Reach out personally, not broadly. A mass LinkedIn post announcing your layoff and asking for leads is less effective than 20 individual, personal messages to people who actually know your work. Think: former managers, colleagues from past roles, clients, mentors, industry peers. A simple message works: "I wanted to let you know my role was recently eliminated — I'm exploring opportunities in [area] and would love to reconnect. Even a 20-minute call would mean a lot."

Update your LinkedIn status thoughtfully. If you do post publicly, frame it as a forward-looking announcement rather than a distress signal. Lead with what you're excited about pursuing next. End with a clear ask. Posts that perform well in this category tend to be specific, genuine, and brief — not a laundry list of everything you've ever done.

Target companies, not just job postings. Make a list of 20 to 30 companies you'd genuinely want to work for. Follow them on LinkedIn. Identify people in your target function at those companies and connect with a personal note. Many roles are filled before they're posted — being a known quantity inside a company's network matters.

DAYS 22–30: BUILD MOMENTUM AND PROTECT YOUR ENERGY.

A job search is a marathon, not a sprint — and the people who land well are usually the ones who treat it like a job while also protecting their mental and emotional health.

> [Given data]:

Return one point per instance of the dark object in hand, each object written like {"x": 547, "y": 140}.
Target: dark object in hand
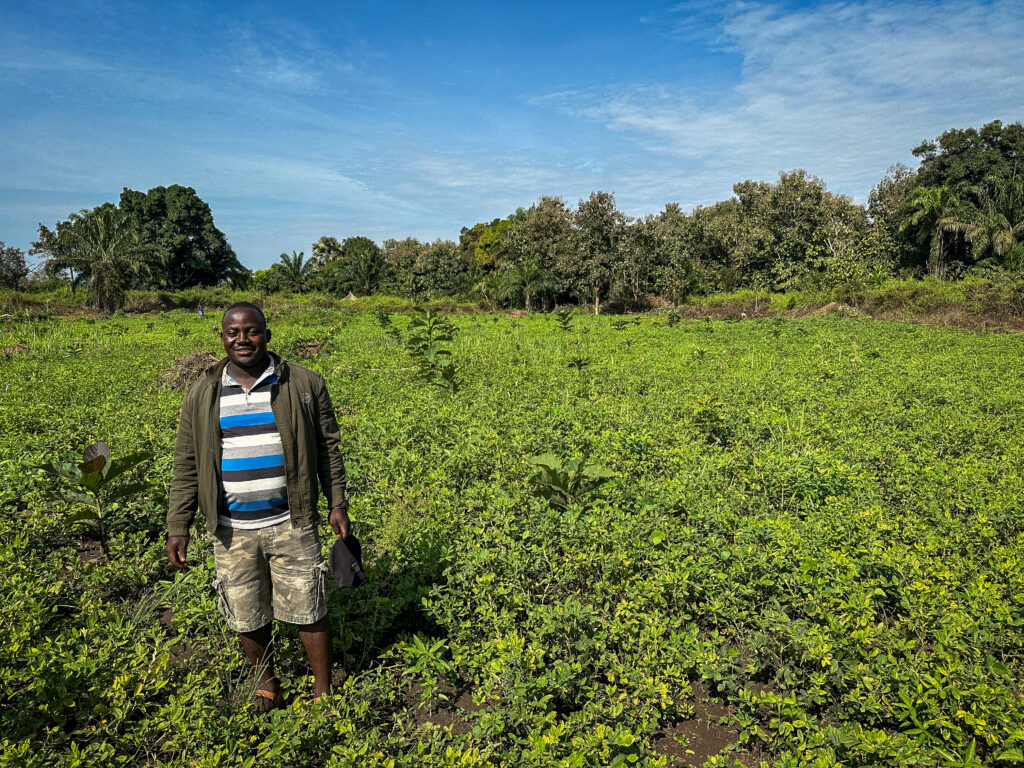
{"x": 346, "y": 562}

> [Given request 1]: From the job search guide, extract the passage between "Target companies, not" and "company's network matters.", inclusive.
> [Given request 2]: According to the job search guide, why should you target specific companies instead of relying only on job postings? Answer in one to three sentences.
> [Given request 3]: Carry on the job search guide from its last sentence.

> [Output 1]:
Target companies, not just job postings. Make a list of 20 to 30 companies you'd genuinely want to work for. Follow them on LinkedIn. Identify people in your target function at those companies and connect with a personal note. Many roles are filled before they're posted — being a known quantity inside a company's network matters.

> [Output 2]: Many roles are filled before they are ever posted. Being a known quantity inside a company's network therefore matters.

> [Output 3]:
Set a daily structure. Unstructured days are the enemy of momentum. Block time for applications, networking outreach, skills development, and — critically — non-job-search activities that restore you. Exercise, creative work, time with people you love. You will interview better when you're not running on cortisol and caffeine.

Track everything. Keep a simple spreadsheet of every application, every outreach message, every conversation. Job searches get chaotic fast and it's easy to lose track of where things stand. A tracker keeps you organized and keeps follow-ups from falling through the cracks.

Follow up without apology. Hiring processes move slowly. Following up one week after an application or interview is professional, not pushy. Most hiring managers appreciate it. Most candidates don't do it.

Invest in your materials if they're not working. If you've been applying for two or three weeks with minimal response, the problem is almost certainly your résumé or LinkedIn profile — not the market, not your experience, not your worth. This is the moment to get professional help, not in month four when you're exhausted and discouraged.

A FINAL NOTE

The largest single layoff in 2026 was Amazon, with 16,000 employees impacted Tech Insider — and that's just one company, in one announcement, in one quarter. If you've been laid off, you are navigating one of the more difficult job markets in recent memory. Give yourself grace for that. And then get strategic.

The professionals who land fastest aren't always the most qualified. They're the ones who showed up with clear positioning, strong materials, and the confidence that comes from knowing exactly what they have to offer.

That's what I help people build.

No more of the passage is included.